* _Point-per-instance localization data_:
-.-.-
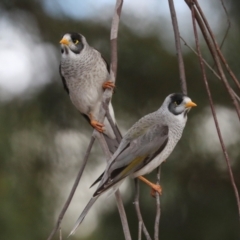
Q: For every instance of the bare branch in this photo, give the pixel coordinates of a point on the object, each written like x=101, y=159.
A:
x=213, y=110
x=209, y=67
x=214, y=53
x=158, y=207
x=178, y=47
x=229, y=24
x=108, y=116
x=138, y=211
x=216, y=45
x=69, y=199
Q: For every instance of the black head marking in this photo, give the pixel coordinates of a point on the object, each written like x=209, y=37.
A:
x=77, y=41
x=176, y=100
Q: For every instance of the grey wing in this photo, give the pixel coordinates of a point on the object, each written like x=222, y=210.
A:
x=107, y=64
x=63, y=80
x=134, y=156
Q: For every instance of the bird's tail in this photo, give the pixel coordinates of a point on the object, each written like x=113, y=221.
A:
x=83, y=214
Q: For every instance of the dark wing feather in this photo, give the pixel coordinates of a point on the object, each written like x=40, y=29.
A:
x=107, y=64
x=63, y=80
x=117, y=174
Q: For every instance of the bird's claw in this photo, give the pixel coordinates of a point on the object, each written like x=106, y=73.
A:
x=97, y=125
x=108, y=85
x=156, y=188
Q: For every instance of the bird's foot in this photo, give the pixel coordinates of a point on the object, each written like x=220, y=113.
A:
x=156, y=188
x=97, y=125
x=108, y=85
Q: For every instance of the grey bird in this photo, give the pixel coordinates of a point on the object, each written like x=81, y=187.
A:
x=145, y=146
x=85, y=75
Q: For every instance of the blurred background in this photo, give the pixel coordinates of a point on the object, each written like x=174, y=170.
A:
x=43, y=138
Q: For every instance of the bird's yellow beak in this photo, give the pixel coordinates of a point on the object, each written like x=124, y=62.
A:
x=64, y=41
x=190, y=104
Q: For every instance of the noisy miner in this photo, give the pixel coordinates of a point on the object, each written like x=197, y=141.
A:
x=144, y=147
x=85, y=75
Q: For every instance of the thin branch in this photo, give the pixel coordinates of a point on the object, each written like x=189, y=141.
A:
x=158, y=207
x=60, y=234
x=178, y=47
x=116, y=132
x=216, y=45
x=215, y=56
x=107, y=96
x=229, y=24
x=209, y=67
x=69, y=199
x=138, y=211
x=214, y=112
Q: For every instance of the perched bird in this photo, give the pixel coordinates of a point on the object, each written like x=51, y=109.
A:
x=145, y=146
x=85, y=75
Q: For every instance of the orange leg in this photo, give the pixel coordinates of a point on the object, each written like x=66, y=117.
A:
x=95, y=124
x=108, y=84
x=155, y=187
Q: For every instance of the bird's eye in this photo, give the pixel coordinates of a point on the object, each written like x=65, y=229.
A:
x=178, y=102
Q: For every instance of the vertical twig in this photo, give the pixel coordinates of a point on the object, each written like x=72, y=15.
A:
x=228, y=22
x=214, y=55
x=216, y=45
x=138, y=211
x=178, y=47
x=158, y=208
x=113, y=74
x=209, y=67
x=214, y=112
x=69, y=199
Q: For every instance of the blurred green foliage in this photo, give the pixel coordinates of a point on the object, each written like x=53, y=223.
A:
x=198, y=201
-.-.-
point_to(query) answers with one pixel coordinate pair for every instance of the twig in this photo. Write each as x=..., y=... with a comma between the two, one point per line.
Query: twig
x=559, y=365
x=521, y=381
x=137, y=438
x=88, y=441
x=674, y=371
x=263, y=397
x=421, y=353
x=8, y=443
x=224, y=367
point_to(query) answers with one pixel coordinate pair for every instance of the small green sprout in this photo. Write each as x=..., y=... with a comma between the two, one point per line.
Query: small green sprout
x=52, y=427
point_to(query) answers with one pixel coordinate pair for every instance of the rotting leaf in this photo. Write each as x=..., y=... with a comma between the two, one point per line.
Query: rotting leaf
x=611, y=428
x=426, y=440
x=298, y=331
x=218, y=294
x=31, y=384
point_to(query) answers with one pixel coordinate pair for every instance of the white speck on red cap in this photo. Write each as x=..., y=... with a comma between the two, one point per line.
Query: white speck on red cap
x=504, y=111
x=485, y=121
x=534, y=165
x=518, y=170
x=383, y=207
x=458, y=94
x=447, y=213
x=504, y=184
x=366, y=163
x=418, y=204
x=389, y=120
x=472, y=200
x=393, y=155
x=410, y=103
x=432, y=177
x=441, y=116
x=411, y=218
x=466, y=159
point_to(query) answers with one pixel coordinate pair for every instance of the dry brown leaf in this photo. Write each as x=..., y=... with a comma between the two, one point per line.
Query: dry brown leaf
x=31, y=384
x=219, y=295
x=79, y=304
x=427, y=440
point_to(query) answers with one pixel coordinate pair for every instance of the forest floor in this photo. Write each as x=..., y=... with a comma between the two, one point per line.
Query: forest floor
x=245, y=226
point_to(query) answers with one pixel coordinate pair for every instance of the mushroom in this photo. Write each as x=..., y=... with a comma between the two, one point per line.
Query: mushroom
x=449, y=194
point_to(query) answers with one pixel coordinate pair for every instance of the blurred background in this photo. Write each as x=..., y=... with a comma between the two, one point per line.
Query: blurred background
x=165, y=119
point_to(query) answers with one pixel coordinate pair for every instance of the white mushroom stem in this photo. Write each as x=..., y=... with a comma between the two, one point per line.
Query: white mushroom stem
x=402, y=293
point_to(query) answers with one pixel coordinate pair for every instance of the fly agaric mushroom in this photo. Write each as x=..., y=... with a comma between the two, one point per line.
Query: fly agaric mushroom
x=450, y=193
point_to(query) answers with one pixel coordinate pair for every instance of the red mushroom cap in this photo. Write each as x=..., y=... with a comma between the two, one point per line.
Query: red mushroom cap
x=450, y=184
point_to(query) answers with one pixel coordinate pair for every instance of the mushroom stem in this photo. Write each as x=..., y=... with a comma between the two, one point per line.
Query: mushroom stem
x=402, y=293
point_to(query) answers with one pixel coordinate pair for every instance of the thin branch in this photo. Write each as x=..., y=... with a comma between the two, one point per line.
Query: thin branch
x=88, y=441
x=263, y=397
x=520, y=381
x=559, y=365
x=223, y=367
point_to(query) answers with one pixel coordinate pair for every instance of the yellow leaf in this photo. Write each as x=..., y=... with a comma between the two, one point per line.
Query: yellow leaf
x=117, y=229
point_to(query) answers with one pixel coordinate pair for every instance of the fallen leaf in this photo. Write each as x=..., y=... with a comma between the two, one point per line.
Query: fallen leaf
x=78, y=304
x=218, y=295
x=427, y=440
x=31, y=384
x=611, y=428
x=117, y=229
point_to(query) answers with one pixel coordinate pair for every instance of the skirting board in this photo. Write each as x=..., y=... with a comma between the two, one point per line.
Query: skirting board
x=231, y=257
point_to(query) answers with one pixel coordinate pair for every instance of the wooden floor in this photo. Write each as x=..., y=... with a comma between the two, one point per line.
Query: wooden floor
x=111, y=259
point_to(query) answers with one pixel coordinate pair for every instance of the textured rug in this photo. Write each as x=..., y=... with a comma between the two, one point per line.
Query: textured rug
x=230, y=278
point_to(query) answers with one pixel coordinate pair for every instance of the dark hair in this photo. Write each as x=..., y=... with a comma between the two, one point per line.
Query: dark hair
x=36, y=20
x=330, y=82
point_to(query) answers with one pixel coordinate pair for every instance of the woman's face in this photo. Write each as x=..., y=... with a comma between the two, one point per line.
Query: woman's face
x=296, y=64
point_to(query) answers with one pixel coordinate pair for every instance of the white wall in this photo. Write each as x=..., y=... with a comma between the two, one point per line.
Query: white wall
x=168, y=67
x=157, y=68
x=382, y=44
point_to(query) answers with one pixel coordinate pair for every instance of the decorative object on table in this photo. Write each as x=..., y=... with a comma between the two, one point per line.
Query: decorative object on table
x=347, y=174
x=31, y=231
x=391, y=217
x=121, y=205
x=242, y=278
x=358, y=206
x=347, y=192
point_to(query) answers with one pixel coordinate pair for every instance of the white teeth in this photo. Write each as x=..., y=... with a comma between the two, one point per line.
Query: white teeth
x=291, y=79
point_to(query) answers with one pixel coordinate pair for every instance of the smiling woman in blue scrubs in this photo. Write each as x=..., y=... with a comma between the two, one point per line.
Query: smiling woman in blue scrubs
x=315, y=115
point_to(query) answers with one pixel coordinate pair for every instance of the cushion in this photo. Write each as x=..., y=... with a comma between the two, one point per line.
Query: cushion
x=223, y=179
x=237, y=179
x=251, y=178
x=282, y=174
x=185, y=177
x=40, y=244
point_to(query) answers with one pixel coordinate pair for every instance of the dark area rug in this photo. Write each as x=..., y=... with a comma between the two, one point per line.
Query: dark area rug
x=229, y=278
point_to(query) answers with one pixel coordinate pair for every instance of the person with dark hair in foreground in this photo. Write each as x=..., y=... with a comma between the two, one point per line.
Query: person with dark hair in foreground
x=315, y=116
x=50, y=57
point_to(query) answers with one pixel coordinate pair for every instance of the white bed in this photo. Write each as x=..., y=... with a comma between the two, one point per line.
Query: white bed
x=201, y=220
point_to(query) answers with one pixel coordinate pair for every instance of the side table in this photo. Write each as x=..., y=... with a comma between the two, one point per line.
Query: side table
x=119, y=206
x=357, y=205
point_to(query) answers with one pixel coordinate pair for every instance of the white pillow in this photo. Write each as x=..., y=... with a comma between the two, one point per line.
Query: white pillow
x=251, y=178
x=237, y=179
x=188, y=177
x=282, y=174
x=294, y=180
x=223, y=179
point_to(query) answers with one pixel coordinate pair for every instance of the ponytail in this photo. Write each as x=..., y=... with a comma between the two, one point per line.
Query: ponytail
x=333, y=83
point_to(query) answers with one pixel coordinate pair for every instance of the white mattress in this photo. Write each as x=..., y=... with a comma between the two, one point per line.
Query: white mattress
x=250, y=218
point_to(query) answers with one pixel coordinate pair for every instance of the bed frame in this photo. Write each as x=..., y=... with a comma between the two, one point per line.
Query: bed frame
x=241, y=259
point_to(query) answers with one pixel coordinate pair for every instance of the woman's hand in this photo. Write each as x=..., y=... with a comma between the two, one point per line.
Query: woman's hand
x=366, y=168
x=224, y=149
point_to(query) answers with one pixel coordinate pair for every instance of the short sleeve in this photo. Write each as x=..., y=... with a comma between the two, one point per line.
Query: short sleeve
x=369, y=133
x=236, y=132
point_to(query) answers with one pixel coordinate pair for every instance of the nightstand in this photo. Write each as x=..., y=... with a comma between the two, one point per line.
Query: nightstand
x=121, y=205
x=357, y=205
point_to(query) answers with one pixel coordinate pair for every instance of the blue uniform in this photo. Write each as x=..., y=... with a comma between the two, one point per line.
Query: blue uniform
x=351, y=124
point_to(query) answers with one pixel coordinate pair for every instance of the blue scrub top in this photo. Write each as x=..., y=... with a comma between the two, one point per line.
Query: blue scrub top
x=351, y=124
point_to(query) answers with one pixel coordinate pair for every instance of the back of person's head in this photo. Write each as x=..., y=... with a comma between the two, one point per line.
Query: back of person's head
-.-.-
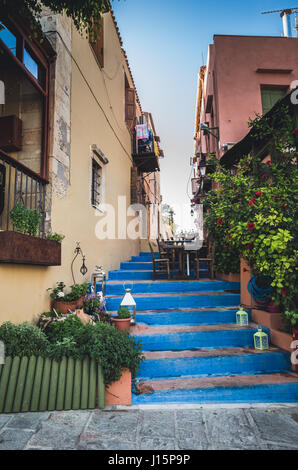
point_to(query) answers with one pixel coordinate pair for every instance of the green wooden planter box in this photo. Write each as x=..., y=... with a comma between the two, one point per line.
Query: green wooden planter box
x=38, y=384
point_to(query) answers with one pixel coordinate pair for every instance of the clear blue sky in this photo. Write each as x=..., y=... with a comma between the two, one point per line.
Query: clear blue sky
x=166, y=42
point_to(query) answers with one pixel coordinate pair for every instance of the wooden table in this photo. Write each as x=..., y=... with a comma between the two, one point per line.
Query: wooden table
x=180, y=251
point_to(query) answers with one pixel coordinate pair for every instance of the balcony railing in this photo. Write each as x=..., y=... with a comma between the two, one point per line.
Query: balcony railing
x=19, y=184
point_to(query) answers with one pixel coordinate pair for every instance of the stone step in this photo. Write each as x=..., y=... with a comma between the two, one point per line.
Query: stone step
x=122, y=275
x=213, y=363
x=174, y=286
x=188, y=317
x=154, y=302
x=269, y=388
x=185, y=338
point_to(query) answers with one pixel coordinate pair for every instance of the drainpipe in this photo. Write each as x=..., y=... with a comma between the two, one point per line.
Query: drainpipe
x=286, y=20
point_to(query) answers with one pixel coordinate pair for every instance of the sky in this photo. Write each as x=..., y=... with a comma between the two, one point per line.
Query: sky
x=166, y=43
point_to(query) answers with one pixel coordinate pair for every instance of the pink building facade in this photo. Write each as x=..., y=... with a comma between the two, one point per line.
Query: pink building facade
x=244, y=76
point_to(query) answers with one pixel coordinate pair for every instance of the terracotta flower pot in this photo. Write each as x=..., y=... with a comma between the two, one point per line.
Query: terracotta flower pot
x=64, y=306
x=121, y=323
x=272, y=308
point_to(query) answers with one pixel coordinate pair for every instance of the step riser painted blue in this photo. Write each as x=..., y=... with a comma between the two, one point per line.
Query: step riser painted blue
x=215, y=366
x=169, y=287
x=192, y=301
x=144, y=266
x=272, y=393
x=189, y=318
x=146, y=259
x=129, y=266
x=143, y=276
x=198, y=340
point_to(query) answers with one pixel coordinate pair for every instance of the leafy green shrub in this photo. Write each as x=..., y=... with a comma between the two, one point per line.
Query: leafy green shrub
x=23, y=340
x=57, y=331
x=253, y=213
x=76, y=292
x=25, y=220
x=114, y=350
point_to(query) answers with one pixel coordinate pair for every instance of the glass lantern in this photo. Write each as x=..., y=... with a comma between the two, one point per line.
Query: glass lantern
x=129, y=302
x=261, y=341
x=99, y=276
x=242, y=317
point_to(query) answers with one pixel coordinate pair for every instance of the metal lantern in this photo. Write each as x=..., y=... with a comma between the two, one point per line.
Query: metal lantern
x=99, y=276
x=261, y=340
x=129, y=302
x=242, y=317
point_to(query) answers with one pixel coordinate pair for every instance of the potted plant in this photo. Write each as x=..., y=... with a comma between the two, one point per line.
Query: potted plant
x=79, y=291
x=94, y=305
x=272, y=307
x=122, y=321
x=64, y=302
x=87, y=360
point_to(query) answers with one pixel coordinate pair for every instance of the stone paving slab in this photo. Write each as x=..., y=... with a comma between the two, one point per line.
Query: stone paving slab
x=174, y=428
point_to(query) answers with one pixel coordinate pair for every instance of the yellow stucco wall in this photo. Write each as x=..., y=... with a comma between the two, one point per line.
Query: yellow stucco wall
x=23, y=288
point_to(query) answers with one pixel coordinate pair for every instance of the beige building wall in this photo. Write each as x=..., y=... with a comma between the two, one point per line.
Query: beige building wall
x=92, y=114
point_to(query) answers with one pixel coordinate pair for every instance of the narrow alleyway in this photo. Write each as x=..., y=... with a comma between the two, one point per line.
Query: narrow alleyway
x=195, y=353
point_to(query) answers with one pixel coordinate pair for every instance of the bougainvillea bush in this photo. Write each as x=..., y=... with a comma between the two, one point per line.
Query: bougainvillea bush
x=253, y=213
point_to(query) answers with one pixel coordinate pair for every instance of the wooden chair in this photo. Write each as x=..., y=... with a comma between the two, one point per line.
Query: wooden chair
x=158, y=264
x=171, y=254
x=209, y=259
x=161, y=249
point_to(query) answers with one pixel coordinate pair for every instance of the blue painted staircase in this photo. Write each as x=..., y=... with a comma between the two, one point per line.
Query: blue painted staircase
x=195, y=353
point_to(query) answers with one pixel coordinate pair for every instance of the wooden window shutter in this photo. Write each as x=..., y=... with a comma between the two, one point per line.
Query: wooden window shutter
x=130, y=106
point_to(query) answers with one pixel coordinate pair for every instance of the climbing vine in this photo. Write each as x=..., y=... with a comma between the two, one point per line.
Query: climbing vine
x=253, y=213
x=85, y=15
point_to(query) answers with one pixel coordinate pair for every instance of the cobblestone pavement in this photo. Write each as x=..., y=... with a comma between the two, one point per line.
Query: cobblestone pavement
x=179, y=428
-.-.-
Every line in the data above that contains "grey" needs to be copied.

* _OUTPUT OF THE EXERCISE_:
Q: For every instance of the grey wing in this photo, give the pixel coordinates of a point on the object, each written like x=222, y=210.
Q: For every instance of the grey bird in this photo, give the pixel coordinates of a point on the object, each written like x=81, y=187.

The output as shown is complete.